:: Extrait du texte ::

▪ C’était à la une de tous les sites boursiers après les 2% de hausse des places européennes mardi : tous les soucis du moment et de l’été se sont envolés en l’espace d’une nuit. La guerre avec la Syrie n’aura pas lieu, la Fed ne réduira pas son QE3 en septembre (le marché en est maintenant convaincu), la croissance chinoise ressurgit spontanément et dans des proportions inattendues — alors qu’elle se contracte dans la quasi-totalité des pays émergents.
Avec un tel triptyque de fabuleuses nouvelles, comment l’EuroStoxx 50, le CAC 40, le DAX 30 ou le S&P 500 n’auraient-ils pas retracé leurs records annuels ?
Sauf que tout le monde se trompe : le véritable scoop, l’apothéose de la séance de mardi, c’est la consécration de Goldman Sachs qui accède à l’Olympe, au Saint-Graal, au Panthéon du capitalisme.
Oui, « GS » va intégrer le Dow Jones le 23 septembre prochain, en lieu et place de Bank of America Merrill Lynch (qui représente seulement 40 millions de « petits » clients aux Etats-Unis et 57 millions de par le monde).

:: Consigne A ::
D'après l'extrait sur la Bourse, quelle banque Goldman Sachs va-t-elle remplacer au sein du Dow Jones ?

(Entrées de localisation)
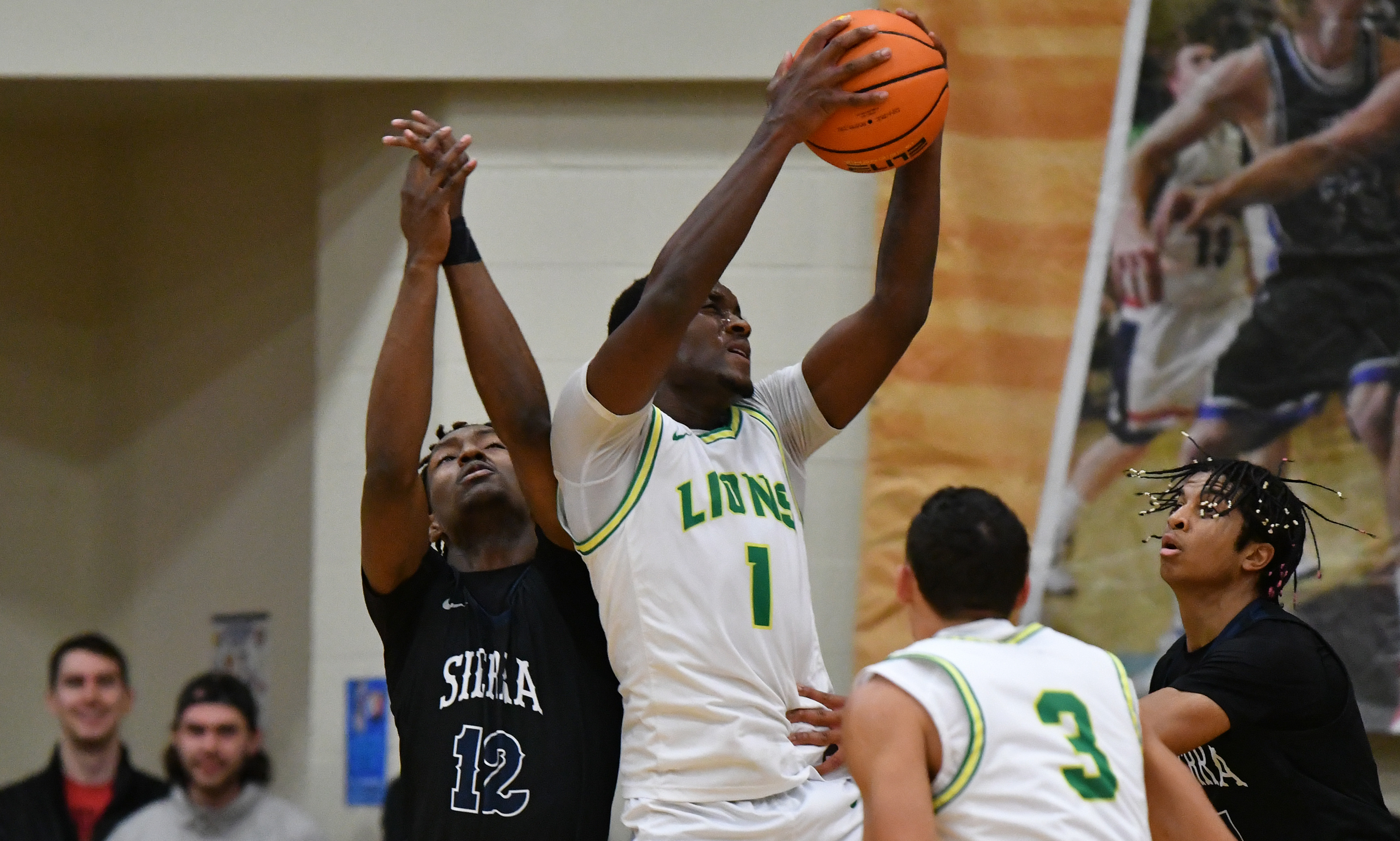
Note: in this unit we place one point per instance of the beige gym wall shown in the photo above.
(184, 395)
(156, 392)
(579, 188)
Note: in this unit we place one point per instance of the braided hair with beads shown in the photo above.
(1270, 510)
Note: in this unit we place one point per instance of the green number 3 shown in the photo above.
(1101, 786)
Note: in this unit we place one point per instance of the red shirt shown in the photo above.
(86, 805)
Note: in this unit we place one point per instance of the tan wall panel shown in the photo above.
(973, 401)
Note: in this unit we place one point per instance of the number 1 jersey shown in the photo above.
(693, 541)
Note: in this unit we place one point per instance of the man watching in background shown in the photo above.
(220, 772)
(90, 786)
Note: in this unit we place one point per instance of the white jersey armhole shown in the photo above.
(941, 690)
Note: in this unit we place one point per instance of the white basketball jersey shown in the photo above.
(703, 591)
(1207, 265)
(1041, 734)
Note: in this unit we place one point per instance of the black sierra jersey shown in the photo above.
(507, 710)
(1352, 213)
(1296, 763)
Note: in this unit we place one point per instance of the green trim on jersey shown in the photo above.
(639, 483)
(773, 429)
(1129, 695)
(729, 432)
(1027, 633)
(978, 742)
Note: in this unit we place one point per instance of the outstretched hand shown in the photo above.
(828, 718)
(807, 87)
(435, 181)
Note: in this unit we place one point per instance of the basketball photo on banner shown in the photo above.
(1251, 308)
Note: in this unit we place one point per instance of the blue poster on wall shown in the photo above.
(367, 739)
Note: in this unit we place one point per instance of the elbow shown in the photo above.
(384, 472)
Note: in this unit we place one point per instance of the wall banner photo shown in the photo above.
(1247, 293)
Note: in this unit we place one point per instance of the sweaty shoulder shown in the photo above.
(1389, 54)
(786, 399)
(153, 820)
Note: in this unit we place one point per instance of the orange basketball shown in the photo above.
(897, 131)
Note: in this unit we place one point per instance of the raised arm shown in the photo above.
(1175, 722)
(394, 509)
(894, 752)
(631, 364)
(1234, 89)
(1290, 170)
(854, 357)
(502, 364)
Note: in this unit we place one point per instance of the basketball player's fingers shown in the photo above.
(820, 40)
(838, 47)
(815, 738)
(422, 118)
(416, 126)
(857, 66)
(828, 700)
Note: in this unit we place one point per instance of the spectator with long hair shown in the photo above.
(219, 775)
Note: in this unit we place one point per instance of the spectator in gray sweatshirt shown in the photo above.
(219, 773)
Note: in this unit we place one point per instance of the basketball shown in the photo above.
(891, 133)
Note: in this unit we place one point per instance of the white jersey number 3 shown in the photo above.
(1053, 707)
(493, 764)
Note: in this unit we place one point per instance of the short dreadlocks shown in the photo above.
(1270, 511)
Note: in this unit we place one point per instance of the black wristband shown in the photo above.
(461, 250)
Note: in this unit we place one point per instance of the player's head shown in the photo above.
(1230, 521)
(968, 555)
(1308, 14)
(215, 739)
(1188, 66)
(714, 352)
(89, 689)
(468, 469)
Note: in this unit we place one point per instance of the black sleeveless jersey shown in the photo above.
(1296, 762)
(507, 709)
(1354, 212)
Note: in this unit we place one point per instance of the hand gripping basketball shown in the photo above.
(894, 131)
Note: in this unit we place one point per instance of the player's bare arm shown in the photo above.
(1235, 90)
(1175, 722)
(1290, 170)
(894, 754)
(629, 367)
(503, 367)
(854, 357)
(394, 509)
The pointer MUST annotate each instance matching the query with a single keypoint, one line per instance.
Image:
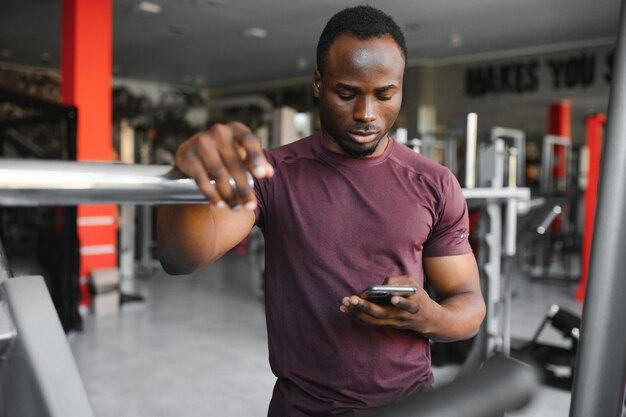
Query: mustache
(364, 128)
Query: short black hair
(364, 22)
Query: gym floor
(196, 346)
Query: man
(341, 210)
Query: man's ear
(317, 83)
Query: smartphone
(381, 294)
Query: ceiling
(201, 42)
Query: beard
(358, 152)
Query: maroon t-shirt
(334, 225)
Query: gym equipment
(548, 158)
(556, 362)
(37, 354)
(601, 363)
(38, 375)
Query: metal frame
(598, 388)
(547, 162)
(519, 140)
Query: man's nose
(364, 110)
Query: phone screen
(381, 294)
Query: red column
(86, 72)
(560, 124)
(595, 132)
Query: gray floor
(197, 346)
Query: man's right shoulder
(302, 148)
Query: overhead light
(149, 7)
(176, 29)
(200, 2)
(302, 63)
(412, 27)
(455, 40)
(255, 32)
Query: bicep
(231, 227)
(451, 275)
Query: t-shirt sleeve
(450, 234)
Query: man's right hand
(224, 153)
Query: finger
(400, 280)
(239, 178)
(191, 165)
(409, 305)
(214, 165)
(255, 160)
(363, 306)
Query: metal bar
(67, 183)
(601, 363)
(519, 141)
(522, 194)
(470, 150)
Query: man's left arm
(455, 314)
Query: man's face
(360, 94)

:: Consigne B ::
Modifiez les entrées depuis leur début jusqu'à la ligne contenant « (1101, 786) » incluse en remplaçant « braided hair with beads » par « beaded braids », sans rien changer d'autre. Ne reproduisez pas les images dans votre réponse.

:: Réponse A ::
Bank of America Merrill Lynch.

:: Réponse B ::
Note: in this unit we place one point per instance of the beige gym wall shown in the photo above.
(184, 395)
(156, 392)
(579, 188)
Note: in this unit we place one point per instance of the beaded braids shown in the photo above.
(1270, 510)
Note: in this unit we place one point per instance of the green number 3 shown in the photo above.
(1101, 786)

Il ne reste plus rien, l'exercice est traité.